-- START PAGE --

Facts that make grown men cry in the dark - a reflection from Ethiopia
Magnus MacFarlane-Barrow, Founder of Mary's Meals, on the devastating hunger crisis affecting millions of people in Tigray
It is late afternoon by the time we arrive to meet with local representatives in Tigray. The building, now dilapidated, was built in the aftermath of the infamous famine of the mid-eighties. But it is the current hunger crisis that we are here to discuss.
We are ushered through gloomy corridors and find our hosts clustered around the projector they had planned to use for a presentation about the current situation. Apologetically they explain that there is a power cut and so for the next hour we sit through their verbal update instead.
As the room grows darker, layer upon layer of information about the humanitarian catastrophe is conveyed to us. We learn that more than 70% of lactating mothers in Tigray are malnourished; that over half of the children are not attending school; that nearly one million people are still displaced from their homes, several months after the war – which killed approximately 600,000 people – has ended. And around 4.5 million people are now in urgent need of food aid.

-- END PAGE --
-- START GIVEN MATERIAL --

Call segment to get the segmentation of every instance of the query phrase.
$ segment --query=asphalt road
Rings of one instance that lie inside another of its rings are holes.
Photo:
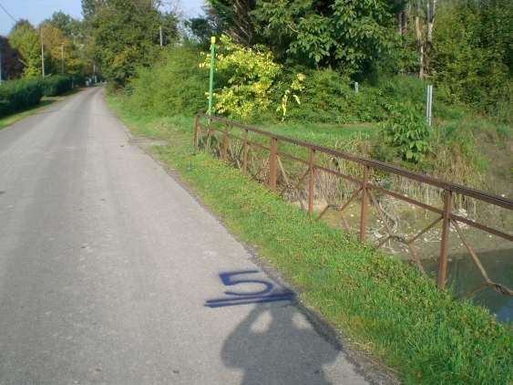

-- END GIVEN MATERIAL --

◆ TASK INSTRUCTIONS ◆
1 – Copy everything in the Tigray reflection from "We are ushered" down to "verbal update instead.".
2 – Turn the paragraph of the Tigray reflection that begins "As the room grows darker" into a short bulleted list of its facts.
3 – Using the Tigray reflection, decide whether each statement is true (yes or no), and quote the words that settle it: (a) The building where the meeting takes place dates from after the famine of the mid-eighties. (b) The hosts gave their update with the projector. (c) The war killed roughly 600,000 people.

◆ FINAL RESULTS ◆
1 –
We are ushered through gloomy corridors and find our hosts clustered around the projector they had planned to use for a presentation about the current situation. Apologetically they explain that there is a power cut and so for the next hour we sit through their verbal update instead.

2 –
- More than 70% of lactating mothers in Tigray are malnourished.
- Over half of the children are not attending school.
- Nearly one million people are still displaced from their homes, several months after the war ended.
- The war killed approximately 600,000 people.
- Around 4.5 million people are now in urgent need of food aid.

3 –
(a) Yes: "was built in the aftermath of the infamous famine of the mid-eighties."
(b) No: "there is a power cut and so for the next hour we sit through their verbal update instead."
(c) Yes: "which killed approximately 600,000 people"